◆ Extrait de page:
Rencontre avec Hironobu Sakaguchi

JulienC : Abordons plus profondément le cas de The Last Story. Pour ceux qui ont pu y joué ou vu des choses, on a l’impression que ce n’est qu’une histoire d’amour. Une simple histoire d’amour. Alors qu’en fait le message est beaucoup plus profond que ça. C’est d’ailleurs souvent le cas dans les œuvres de Sakaguchi, il y a plusieurs niveaux de lecture.

M. Sakaguchi : Evidemment, il y a un peu de romance dans cette histoire mais ce n’était vraiment pas le but que je m’étais fixé dans The Last Story. Ce qui était important pour moi, c’était les liens entre les différents mercenaires, les six mercenaires qui vont vivre cette aventure. Et peut-être que pour beaucoup de gens, ce sera un détail mais, pour moi, c’est extrêmement important : les liens que l’on peut créer avec ces personnages se ressentent dans leurs discussions. Par exemple, en cours de jeu, au moment de traverser une grotte, l’un des personnages va par exemple dire « Mais ça sent mauvais ici ! », Zael va dire « Mais moi je ne sens rien » et là, il y a tout de suite quelqu’un qui va lui répondre « Mais t’as oublié de te moucher ce matin ou quoi ? ». Ce sont des détails qui, au bout d’un moment, tissent des liens vraiment forts, des liens qui n’ont peut-être même jamais été utilisés jusque là dans le jeu vidéo. Mon but était de vous faire ressentir cette impression de créer des liens avec six mercenaires. Et à la fin de l’aventure, quand vous l’aurez terminé, vous vous direz, j’ai vraiment traversé une aventure avec six potes.

Les « Iwata demande » sont des interviews menées par le président de Nintendo Japon, Satoru Iwata, de créateurs japonais. Ici en l’occurrence de Hironobu Sakaguchi et Kimihiko Fujisaka. Une interview passionnante que nous vous conseillons fortement de lire.

JulienC : Dans la « Iwata demande » avec M. Sakaguchi, on apprend pas mal de choses intéressantes, et parmi celles-ci, j’ai vu qu’il y avait une anxiété autour de ce projet. Et qu’il avait été pensé de façon à faire quelque chose de différent de ce qui avait été fait par la passé par M.Sakaguchi. Et cela se ressent dans le système de jeu avec beaucoup de subtilités dont par exemple les ordres en temps réel qui ne sont pas, dans ses productions habituelles.

◆ Consigne donnée 1:
Donnez le nombre de lignes ci-dessous qui contiennent le mot « plant », en distinguant majuscules et minuscules. Répondez par ce nombre seul.

◆ Données à traiter:

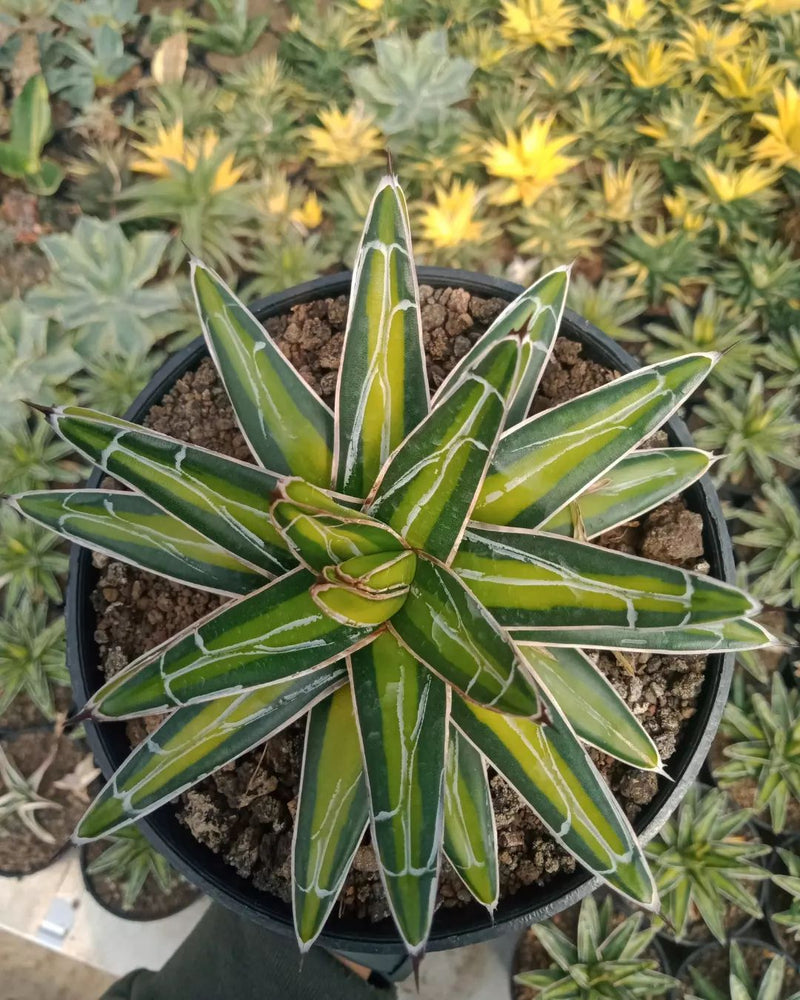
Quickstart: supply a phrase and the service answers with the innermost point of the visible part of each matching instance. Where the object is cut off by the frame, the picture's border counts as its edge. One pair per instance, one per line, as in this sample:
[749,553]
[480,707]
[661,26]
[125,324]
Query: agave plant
[129,861]
[405,572]
[702,863]
[606,958]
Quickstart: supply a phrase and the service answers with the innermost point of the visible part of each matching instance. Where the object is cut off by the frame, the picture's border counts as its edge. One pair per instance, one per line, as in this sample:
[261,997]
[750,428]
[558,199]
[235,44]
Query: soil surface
[23,713]
[716,968]
[246,810]
[151,903]
[530,955]
[20,851]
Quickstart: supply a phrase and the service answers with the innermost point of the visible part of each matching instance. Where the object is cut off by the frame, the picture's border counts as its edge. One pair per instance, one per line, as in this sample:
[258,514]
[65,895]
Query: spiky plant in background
[702,863]
[789,882]
[32,655]
[351,604]
[129,861]
[741,982]
[763,747]
[605,957]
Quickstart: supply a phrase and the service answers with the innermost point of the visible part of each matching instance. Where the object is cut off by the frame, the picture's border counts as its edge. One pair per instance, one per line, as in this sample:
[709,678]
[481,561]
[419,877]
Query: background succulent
[436,514]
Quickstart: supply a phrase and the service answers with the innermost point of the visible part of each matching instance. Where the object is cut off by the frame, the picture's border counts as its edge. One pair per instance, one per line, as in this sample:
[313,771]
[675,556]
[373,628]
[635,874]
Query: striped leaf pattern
[274,634]
[127,526]
[332,813]
[427,489]
[402,712]
[197,740]
[534,318]
[288,427]
[470,838]
[444,627]
[225,500]
[530,580]
[591,705]
[550,770]
[542,464]
[636,484]
[717,637]
[382,393]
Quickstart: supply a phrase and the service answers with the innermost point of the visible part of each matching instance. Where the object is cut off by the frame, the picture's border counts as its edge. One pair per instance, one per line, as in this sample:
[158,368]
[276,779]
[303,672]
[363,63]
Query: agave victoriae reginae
[405,572]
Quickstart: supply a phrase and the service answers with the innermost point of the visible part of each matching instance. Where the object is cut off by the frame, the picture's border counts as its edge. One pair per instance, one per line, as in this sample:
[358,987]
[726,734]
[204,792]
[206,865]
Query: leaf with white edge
[449,631]
[428,487]
[195,741]
[636,484]
[402,712]
[534,318]
[129,527]
[382,392]
[546,764]
[470,837]
[531,580]
[591,705]
[274,634]
[332,813]
[543,463]
[288,427]
[225,500]
[716,637]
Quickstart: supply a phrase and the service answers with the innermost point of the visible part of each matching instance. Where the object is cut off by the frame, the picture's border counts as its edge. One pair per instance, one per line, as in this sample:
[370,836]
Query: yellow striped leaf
[288,427]
[402,712]
[443,625]
[534,318]
[197,740]
[591,705]
[428,487]
[225,500]
[382,392]
[546,764]
[716,637]
[636,484]
[528,580]
[542,464]
[332,813]
[129,527]
[274,634]
[470,838]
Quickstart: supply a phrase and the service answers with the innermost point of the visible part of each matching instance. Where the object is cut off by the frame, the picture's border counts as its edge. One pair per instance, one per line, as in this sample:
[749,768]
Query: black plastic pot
[702,955]
[452,927]
[118,911]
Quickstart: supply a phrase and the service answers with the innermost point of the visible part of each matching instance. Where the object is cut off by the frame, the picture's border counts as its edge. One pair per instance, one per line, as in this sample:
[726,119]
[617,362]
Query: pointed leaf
[332,813]
[225,500]
[470,837]
[542,464]
[129,527]
[402,712]
[197,740]
[530,580]
[288,427]
[534,318]
[445,628]
[590,704]
[428,487]
[382,393]
[276,633]
[551,771]
[717,637]
[636,484]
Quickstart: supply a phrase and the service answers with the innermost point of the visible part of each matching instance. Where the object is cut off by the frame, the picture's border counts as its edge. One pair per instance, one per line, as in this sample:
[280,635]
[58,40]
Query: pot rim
[453,927]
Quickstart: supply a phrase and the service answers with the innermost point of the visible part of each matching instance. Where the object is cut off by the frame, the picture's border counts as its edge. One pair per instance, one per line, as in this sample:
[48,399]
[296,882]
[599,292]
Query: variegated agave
[406,572]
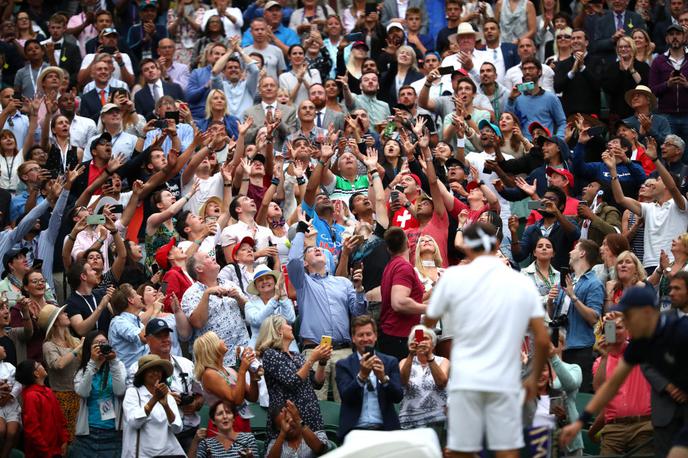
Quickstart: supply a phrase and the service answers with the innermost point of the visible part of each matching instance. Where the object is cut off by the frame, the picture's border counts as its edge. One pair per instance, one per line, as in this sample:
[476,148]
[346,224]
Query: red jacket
[45,428]
[177,283]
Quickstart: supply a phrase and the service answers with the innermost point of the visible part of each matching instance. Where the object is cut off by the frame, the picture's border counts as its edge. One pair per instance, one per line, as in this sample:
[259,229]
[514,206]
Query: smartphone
[369,351]
[525,87]
[92,220]
[353,37]
[535,205]
[555,401]
[610,331]
[172,115]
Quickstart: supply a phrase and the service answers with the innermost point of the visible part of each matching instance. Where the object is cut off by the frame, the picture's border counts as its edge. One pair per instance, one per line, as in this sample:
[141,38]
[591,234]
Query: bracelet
[585,417]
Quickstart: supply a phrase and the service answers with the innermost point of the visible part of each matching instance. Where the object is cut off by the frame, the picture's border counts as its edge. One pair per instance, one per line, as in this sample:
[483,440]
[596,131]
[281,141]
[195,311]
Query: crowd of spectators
[217,207]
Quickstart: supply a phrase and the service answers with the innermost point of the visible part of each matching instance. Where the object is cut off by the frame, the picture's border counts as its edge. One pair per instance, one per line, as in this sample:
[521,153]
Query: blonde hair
[270,335]
[640,270]
[436,257]
[206,352]
[414,58]
[209,102]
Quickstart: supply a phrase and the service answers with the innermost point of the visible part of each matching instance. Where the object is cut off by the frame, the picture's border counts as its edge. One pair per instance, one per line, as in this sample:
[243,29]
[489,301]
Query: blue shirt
[124,338]
[327,303]
[98,394]
[590,291]
[184,131]
[285,35]
[371,415]
[329,237]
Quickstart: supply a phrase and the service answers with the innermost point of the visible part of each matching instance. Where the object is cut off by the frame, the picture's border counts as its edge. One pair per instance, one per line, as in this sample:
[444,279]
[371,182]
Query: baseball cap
[157,325]
[637,297]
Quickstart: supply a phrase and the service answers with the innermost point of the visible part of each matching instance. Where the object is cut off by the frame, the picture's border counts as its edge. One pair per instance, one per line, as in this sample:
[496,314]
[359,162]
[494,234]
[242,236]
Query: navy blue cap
[156,325]
[637,296]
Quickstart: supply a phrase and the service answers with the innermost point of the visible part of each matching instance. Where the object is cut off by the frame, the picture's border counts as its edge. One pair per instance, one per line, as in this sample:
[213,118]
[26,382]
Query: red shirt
[438,229]
[633,398]
[399,272]
[45,428]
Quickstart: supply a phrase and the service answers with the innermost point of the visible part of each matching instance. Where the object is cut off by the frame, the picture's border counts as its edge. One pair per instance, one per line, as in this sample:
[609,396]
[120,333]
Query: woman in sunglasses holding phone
[100,382]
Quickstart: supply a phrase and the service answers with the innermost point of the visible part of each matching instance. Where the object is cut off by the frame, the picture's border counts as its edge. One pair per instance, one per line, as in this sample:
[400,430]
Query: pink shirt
[633,398]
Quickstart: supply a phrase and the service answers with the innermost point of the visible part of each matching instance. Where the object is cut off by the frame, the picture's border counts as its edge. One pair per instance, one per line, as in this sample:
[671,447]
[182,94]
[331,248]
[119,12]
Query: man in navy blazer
[615,23]
[145,99]
[369,384]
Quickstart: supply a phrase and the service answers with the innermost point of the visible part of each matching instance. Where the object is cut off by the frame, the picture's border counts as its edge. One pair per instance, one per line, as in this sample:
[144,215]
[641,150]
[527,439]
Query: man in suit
[323,116]
[368,382]
[154,89]
[93,100]
[576,79]
[267,89]
[390,13]
[609,27]
[669,403]
[60,52]
[502,55]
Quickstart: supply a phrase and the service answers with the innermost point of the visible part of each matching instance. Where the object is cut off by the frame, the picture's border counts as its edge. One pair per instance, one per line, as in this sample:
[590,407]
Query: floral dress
[283,384]
[423,403]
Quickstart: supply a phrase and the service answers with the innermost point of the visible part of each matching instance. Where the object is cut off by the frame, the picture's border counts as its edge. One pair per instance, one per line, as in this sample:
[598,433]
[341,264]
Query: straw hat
[47,317]
[151,362]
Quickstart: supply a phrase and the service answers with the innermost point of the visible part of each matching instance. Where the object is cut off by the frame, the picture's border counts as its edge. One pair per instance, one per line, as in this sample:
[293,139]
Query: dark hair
[74,274]
[591,250]
[475,232]
[396,240]
[617,243]
[561,196]
[362,320]
[180,223]
[532,60]
[86,348]
[226,404]
[25,372]
[233,206]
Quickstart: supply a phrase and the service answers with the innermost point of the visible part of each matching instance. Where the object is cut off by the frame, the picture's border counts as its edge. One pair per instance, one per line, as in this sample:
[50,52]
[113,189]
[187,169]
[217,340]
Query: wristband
[585,417]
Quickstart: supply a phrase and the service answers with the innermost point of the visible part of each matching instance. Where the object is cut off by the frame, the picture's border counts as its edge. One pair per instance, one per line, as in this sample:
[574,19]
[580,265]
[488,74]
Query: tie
[619,21]
[156,92]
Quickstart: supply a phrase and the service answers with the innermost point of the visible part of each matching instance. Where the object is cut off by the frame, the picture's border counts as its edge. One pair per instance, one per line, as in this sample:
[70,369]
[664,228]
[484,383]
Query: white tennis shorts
[475,414]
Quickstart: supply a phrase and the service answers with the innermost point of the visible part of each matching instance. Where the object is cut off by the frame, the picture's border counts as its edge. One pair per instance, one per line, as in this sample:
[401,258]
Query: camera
[185,399]
[557,323]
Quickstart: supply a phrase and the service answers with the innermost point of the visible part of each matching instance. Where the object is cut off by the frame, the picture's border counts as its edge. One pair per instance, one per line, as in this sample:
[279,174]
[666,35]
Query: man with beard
[367,246]
[81,129]
[576,78]
[240,86]
[378,111]
[536,104]
[320,208]
[669,82]
[561,230]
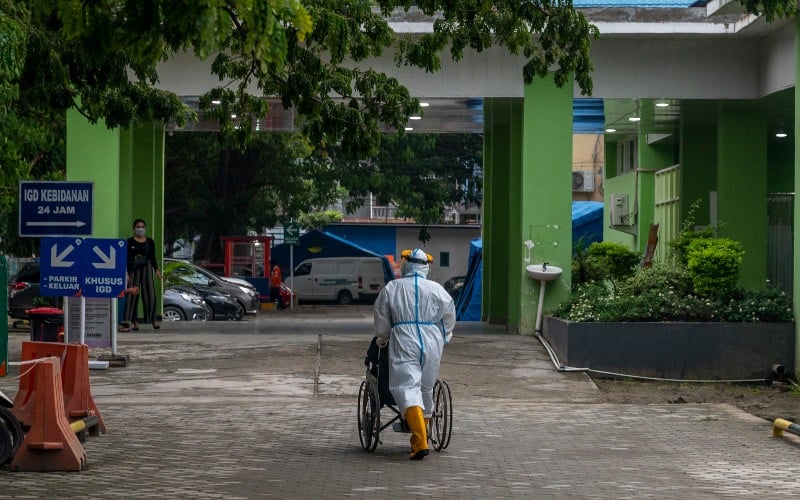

◆ Consigne donnée 2:
Recopiez le passage de l'entretien avec Hironobu Sakaguchi compris entre « JulienC : Dans » et « ses productions habituelles. » inclus, en remplaçant « anxiété » par « inquiétude ».

◆ Solution rédigée 1:
2

◆ Solution rédigée 2:
JulienC : Dans la « Iwata demande » avec M. Sakaguchi, on apprend pas mal de choses intéressantes, et parmi celles-ci, j’ai vu qu’il y avait une inquiétude autour de ce projet. Et qu’il avait été pensé de façon à faire quelque chose de différent de ce qui avait été fait par la passé par M.Sakaguchi. Et cela se ressent dans le système de jeu avec beaucoup de subtilités dont par exemple les ordres en temps réel qui ne sont pas, dans ses productions habituelles.